To do: Once the line containing "Target: thumb" is found in the entries below, restate it and each following line word for word, stopping after the line containing "Target: finger".

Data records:
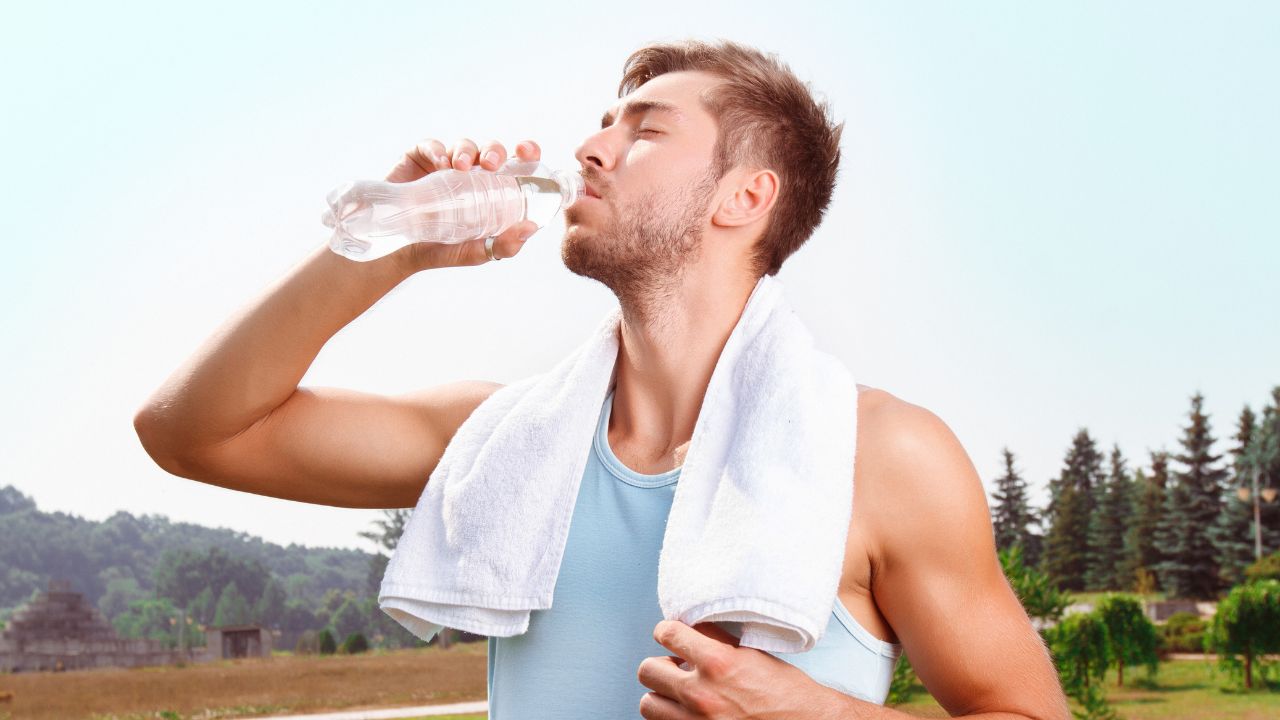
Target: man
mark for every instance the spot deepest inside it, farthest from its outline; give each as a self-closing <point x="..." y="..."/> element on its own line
<point x="712" y="169"/>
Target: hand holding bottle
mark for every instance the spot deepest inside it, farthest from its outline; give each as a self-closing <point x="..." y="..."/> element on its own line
<point x="429" y="156"/>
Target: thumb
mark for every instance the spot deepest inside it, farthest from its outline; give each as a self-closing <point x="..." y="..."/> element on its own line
<point x="508" y="244"/>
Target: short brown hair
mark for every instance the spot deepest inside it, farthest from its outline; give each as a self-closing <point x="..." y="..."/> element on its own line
<point x="767" y="119"/>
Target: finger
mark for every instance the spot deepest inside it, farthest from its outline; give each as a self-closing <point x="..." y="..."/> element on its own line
<point x="424" y="158"/>
<point x="529" y="150"/>
<point x="663" y="675"/>
<point x="464" y="154"/>
<point x="656" y="707"/>
<point x="493" y="155"/>
<point x="716" y="632"/>
<point x="686" y="642"/>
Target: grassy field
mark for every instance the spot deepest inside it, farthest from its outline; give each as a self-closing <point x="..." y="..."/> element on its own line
<point x="275" y="686"/>
<point x="1184" y="689"/>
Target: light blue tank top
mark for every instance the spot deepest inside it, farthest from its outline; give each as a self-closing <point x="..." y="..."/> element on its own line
<point x="579" y="657"/>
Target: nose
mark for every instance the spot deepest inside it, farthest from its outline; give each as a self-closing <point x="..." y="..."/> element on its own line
<point x="595" y="151"/>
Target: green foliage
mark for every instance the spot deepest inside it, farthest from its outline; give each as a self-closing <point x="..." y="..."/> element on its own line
<point x="1183" y="632"/>
<point x="1189" y="568"/>
<point x="1034" y="589"/>
<point x="1130" y="634"/>
<point x="355" y="643"/>
<point x="1072" y="499"/>
<point x="1265" y="569"/>
<point x="348" y="619"/>
<point x="327" y="643"/>
<point x="1148" y="507"/>
<point x="1010" y="513"/>
<point x="232" y="607"/>
<point x="309" y="643"/>
<point x="1082" y="650"/>
<point x="37" y="546"/>
<point x="1247" y="627"/>
<point x="1114" y="510"/>
<point x="903" y="684"/>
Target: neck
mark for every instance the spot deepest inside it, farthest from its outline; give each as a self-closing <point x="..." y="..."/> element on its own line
<point x="666" y="358"/>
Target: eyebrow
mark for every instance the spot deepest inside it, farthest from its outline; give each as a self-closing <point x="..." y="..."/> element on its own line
<point x="638" y="106"/>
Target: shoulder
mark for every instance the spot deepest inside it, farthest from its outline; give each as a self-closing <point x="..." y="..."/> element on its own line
<point x="913" y="478"/>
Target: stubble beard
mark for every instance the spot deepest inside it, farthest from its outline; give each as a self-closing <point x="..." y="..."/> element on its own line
<point x="643" y="254"/>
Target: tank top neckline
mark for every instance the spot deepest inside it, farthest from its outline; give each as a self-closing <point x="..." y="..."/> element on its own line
<point x="630" y="477"/>
<point x="615" y="466"/>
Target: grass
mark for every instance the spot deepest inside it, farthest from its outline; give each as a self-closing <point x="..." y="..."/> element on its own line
<point x="1183" y="689"/>
<point x="252" y="687"/>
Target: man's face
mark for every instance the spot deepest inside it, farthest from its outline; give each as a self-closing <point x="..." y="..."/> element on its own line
<point x="652" y="167"/>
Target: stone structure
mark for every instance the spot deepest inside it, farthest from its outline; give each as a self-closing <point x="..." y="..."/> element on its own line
<point x="63" y="632"/>
<point x="237" y="641"/>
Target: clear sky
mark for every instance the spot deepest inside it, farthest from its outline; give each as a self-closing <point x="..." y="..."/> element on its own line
<point x="1047" y="217"/>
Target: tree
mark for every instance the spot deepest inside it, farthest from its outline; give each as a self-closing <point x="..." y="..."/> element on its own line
<point x="269" y="609"/>
<point x="355" y="643"/>
<point x="1010" y="513"/>
<point x="1034" y="589"/>
<point x="327" y="643"/>
<point x="348" y="619"/>
<point x="1130" y="634"/>
<point x="1191" y="566"/>
<point x="1082" y="648"/>
<point x="1247" y="625"/>
<point x="1107" y="525"/>
<point x="391" y="527"/>
<point x="232" y="607"/>
<point x="1142" y="551"/>
<point x="1072" y="502"/>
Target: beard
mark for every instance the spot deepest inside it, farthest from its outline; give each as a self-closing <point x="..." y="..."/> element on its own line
<point x="641" y="253"/>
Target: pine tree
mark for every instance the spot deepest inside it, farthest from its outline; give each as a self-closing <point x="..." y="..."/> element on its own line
<point x="1233" y="532"/>
<point x="1107" y="524"/>
<point x="1192" y="506"/>
<point x="1148" y="499"/>
<point x="1072" y="504"/>
<point x="1010" y="514"/>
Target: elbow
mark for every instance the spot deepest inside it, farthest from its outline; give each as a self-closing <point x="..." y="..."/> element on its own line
<point x="150" y="432"/>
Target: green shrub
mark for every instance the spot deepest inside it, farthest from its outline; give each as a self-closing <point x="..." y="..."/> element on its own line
<point x="1183" y="632"/>
<point x="353" y="645"/>
<point x="328" y="646"/>
<point x="1247" y="628"/>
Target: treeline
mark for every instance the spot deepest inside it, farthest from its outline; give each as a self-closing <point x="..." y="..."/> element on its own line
<point x="1184" y="524"/>
<point x="142" y="572"/>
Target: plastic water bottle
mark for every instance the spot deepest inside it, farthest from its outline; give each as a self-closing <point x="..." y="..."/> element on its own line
<point x="374" y="218"/>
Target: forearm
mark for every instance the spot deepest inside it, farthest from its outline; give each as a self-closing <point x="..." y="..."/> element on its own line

Expected answer:
Target: thumb
mark for every instance the spot deepest inside it, farthest from its outline; give each as a self-closing <point x="..." y="..."/> element on its own line
<point x="508" y="244"/>
Target: short brown hair
mark for every instance the spot deepest inside it, farthest from its outline; give each as a self-closing <point x="..." y="..."/> element on its own line
<point x="767" y="119"/>
Target: finger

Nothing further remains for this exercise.